Aim of the exercise -
Render each line of all the items below as a Markdown table with the columns Row and Line, numbering the rows and leaving out blank lines. Don't include the pictures in your answer.

Point placement items:

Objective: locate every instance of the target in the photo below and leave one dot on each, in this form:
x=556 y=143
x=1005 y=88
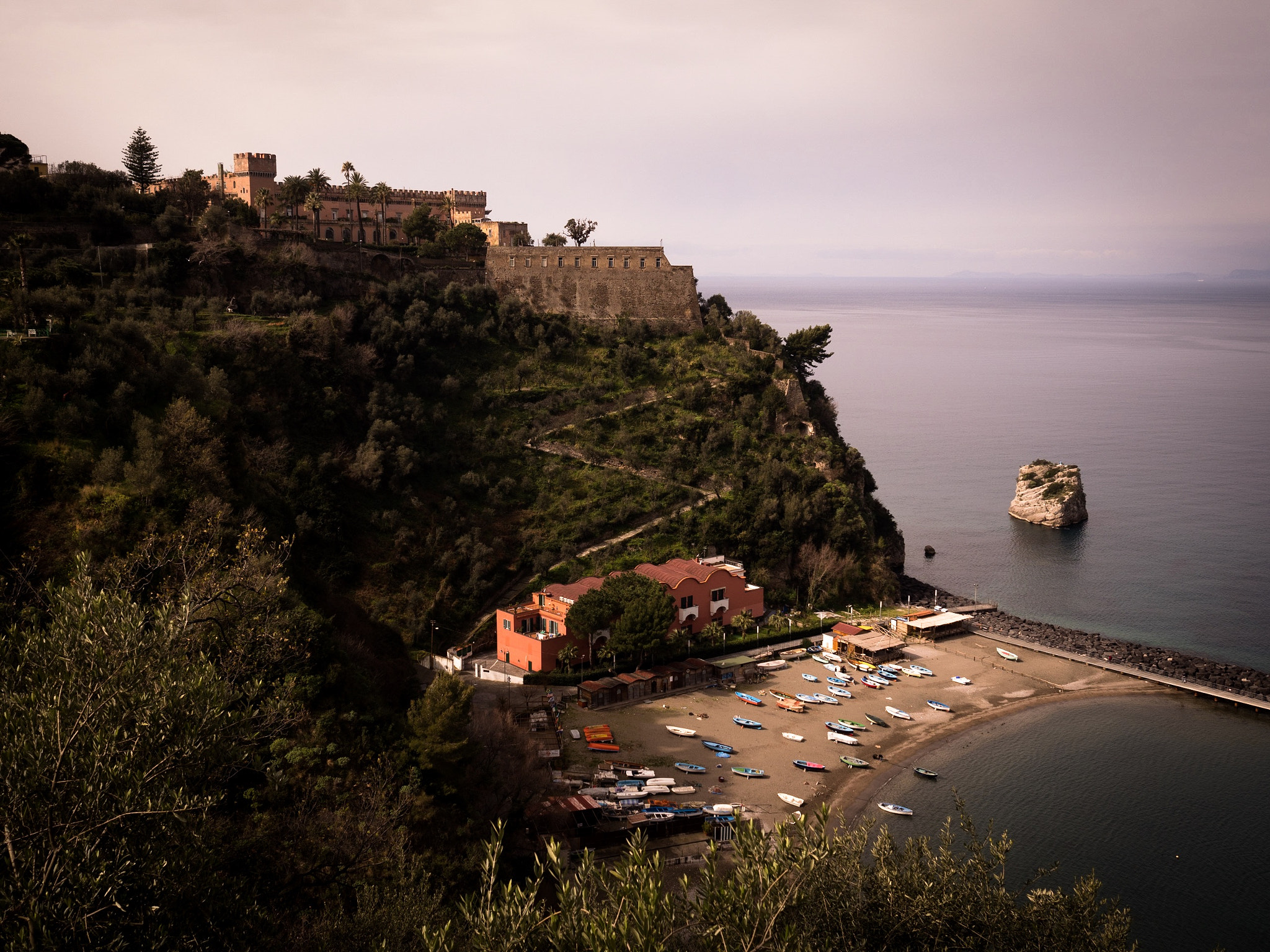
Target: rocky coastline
x=1148 y=658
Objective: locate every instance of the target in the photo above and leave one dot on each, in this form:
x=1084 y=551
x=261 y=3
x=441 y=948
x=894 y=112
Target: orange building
x=531 y=635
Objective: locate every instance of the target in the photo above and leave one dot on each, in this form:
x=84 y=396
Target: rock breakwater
x=1148 y=658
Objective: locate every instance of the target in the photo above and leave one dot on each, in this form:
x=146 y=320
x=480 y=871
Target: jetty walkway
x=1180 y=683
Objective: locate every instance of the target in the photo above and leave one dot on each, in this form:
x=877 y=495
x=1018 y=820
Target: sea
x=1160 y=391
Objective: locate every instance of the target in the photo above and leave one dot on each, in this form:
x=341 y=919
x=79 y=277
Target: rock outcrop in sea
x=1049 y=494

Solution below -
| Row | Line |
|---|---|
| 1 | Objective: locate every instance of the target in the photo below and leave one dot on each, in this form: |
| 2 | x=556 y=143 |
| 3 | x=1005 y=88 |
| 4 | Target: rocky coastline |
| 5 | x=1148 y=658 |
| 6 | Objective: locate every instance of the target in the photo above and leave one dot on each, in this form: |
| 7 | x=1084 y=551 |
| 8 | x=261 y=3 |
| 9 | x=441 y=948 |
| 10 | x=894 y=112 |
| 11 | Target: orange building |
| 12 | x=531 y=635 |
| 13 | Objective: locate every instance of the target in the photo above and leave one dot on each, in this form: |
| 14 | x=84 y=396 |
| 15 | Target: rock breakwater |
| 16 | x=1148 y=658 |
| 17 | Objective: locate every instance of the target in the photo above and leave one dot on each, in this form: |
| 18 | x=146 y=320 |
| 19 | x=480 y=871 |
| 20 | Target: jetty walkway |
| 21 | x=1180 y=683 |
| 22 | Objective: locate every instance of the target in the photo above and leave one dot on each, in this form: |
| 23 | x=877 y=495 |
| 24 | x=1018 y=820 |
| 25 | Target: sea |
| 26 | x=1160 y=391 |
| 27 | Objective: locate every instance of the target in the photo above and leave one dot on each, in this form: |
| 28 | x=341 y=919 |
| 29 | x=79 y=277 |
| 30 | Target: rock outcrop in sea |
| 31 | x=1049 y=494 |